▶ **PROBLEM STATEMENT**
Please find the lines in the following records that hold "stadium", and copy them.

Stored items
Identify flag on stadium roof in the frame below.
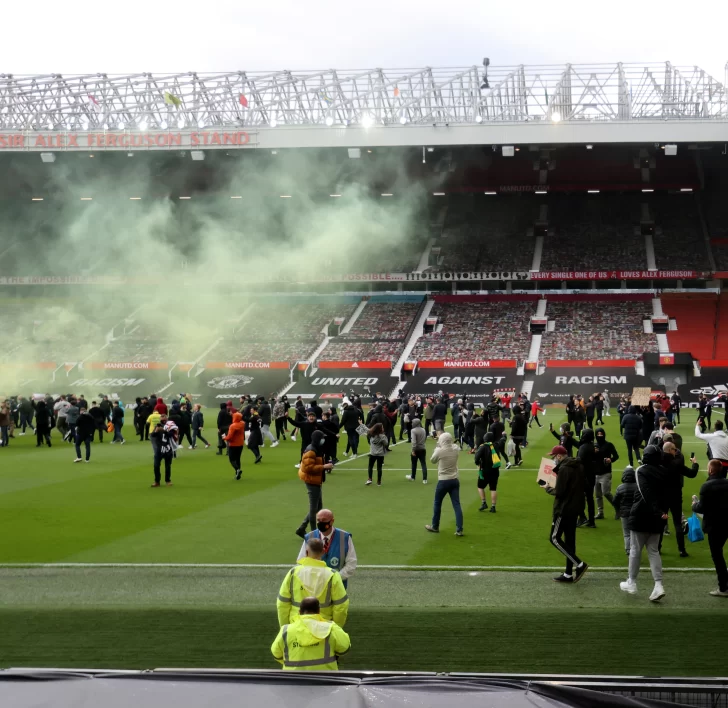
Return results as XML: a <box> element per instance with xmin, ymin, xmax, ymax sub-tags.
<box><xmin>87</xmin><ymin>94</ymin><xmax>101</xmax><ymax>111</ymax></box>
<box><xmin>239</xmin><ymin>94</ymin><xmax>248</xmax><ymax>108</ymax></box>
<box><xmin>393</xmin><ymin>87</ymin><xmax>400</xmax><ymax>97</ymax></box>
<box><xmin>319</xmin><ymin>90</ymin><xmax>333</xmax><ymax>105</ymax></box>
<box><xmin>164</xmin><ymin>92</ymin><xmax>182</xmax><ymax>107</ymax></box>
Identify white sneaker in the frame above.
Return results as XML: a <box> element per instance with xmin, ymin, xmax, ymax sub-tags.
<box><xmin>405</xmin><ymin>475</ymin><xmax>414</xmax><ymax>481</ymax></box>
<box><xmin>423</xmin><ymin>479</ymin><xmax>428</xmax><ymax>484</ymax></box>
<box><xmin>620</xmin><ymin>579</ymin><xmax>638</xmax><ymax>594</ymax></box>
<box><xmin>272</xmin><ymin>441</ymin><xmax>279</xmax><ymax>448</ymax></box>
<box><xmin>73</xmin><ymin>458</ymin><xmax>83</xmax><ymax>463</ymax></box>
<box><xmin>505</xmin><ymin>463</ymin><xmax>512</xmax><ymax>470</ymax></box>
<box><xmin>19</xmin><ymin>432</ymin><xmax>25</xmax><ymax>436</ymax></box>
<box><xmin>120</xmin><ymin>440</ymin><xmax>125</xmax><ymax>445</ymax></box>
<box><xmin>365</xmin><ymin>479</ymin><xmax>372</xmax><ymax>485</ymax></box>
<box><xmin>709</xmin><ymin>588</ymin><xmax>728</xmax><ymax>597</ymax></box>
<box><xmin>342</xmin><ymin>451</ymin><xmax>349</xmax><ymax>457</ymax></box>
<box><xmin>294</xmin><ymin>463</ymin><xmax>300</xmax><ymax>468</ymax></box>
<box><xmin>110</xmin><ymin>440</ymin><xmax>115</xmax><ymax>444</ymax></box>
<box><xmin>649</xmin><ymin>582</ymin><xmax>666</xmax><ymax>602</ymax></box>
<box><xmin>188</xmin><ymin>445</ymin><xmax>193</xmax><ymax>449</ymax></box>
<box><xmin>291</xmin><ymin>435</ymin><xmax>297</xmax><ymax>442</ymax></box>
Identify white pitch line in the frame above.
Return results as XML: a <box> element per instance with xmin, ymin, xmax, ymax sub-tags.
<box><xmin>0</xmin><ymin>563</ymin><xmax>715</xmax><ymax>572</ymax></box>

==

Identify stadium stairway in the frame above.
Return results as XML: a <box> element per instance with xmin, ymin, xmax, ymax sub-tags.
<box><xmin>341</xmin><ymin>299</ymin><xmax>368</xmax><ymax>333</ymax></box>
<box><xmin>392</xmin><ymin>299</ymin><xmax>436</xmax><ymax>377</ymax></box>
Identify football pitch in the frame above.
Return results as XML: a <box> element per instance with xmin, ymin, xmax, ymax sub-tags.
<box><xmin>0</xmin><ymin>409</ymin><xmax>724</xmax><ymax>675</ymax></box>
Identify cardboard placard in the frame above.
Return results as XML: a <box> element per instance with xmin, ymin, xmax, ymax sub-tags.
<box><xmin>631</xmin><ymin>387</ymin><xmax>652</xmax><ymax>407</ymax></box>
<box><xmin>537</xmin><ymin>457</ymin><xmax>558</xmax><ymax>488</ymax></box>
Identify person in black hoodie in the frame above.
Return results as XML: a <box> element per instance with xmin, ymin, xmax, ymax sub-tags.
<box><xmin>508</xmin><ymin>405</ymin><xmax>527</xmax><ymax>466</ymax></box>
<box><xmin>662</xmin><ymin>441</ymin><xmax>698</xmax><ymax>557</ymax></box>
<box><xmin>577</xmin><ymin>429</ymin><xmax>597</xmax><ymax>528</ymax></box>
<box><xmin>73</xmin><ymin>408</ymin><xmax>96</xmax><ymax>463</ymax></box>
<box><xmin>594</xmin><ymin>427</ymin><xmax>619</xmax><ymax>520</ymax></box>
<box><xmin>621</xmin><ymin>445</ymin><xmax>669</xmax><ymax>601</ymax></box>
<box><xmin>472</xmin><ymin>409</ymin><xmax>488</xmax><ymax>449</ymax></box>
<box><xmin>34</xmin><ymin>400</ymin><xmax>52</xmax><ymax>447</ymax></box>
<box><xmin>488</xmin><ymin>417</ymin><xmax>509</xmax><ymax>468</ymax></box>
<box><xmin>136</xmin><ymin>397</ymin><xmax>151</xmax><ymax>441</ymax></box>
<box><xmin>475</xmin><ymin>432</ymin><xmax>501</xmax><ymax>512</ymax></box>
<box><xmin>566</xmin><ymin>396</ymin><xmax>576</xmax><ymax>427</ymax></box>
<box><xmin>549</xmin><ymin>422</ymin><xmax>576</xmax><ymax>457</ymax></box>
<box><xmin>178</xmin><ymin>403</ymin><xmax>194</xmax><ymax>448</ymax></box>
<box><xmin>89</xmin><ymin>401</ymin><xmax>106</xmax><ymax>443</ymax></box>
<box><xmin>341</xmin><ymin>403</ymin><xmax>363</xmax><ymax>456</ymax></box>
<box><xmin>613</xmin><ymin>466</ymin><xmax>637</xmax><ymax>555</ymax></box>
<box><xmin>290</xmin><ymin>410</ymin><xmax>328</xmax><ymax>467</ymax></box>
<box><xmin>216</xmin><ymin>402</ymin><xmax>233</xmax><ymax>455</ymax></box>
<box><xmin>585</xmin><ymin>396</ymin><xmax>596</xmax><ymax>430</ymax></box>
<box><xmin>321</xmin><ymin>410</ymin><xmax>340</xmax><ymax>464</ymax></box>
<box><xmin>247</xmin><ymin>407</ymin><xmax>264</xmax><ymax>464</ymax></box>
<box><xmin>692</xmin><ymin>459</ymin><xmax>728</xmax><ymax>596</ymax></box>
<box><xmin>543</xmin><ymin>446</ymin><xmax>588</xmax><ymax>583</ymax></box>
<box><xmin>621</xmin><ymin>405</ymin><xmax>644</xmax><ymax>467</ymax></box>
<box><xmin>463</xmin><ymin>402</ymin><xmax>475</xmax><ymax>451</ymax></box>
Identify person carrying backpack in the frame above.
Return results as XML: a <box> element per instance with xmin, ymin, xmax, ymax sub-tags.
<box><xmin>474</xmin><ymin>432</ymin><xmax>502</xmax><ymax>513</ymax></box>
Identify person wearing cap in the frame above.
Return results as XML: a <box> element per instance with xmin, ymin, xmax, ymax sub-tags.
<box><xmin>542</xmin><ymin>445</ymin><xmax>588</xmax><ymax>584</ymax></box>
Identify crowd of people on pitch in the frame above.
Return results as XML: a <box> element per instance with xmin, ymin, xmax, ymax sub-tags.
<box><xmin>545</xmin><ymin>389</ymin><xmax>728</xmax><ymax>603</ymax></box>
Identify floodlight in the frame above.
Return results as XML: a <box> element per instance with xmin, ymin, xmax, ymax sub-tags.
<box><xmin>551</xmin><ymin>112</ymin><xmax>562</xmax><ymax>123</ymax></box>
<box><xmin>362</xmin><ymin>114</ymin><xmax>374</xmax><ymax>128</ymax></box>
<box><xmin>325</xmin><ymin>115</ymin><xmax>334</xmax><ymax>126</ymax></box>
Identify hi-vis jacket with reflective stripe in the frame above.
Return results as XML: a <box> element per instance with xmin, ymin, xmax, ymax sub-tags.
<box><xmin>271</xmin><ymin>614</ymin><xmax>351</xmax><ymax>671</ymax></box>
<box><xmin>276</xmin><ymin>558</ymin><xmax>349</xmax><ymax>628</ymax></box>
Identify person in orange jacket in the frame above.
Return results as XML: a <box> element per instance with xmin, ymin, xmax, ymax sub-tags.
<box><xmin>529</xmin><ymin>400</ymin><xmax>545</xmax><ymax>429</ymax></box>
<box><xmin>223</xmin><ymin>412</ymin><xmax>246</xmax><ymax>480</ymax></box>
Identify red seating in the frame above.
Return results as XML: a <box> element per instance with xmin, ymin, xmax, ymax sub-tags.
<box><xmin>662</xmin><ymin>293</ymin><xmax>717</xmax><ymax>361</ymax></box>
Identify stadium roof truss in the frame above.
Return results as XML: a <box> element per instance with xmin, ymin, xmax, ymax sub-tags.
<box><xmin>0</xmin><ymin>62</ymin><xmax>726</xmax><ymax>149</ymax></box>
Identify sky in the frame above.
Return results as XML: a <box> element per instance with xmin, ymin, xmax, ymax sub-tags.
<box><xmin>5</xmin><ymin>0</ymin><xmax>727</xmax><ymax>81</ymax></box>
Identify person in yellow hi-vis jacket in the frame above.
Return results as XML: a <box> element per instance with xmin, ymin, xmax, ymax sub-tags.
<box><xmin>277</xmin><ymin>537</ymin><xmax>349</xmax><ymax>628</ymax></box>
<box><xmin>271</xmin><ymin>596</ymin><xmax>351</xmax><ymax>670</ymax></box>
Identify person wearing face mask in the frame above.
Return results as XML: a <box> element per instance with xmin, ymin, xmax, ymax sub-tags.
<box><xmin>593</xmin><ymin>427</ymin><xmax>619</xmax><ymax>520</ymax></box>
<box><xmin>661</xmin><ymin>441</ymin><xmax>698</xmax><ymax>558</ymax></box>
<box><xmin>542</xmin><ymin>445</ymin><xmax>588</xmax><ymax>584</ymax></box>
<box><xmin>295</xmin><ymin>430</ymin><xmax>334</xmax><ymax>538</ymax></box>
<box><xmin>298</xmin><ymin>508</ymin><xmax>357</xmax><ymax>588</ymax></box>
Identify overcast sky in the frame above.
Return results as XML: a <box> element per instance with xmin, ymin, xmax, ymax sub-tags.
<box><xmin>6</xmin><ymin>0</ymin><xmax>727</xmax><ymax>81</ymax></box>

▶ **ANSWER**
Identify flag on stadium roof in the frame below.
Identify stadium stairway in the frame above.
Identify stadium roof truss in the frame above.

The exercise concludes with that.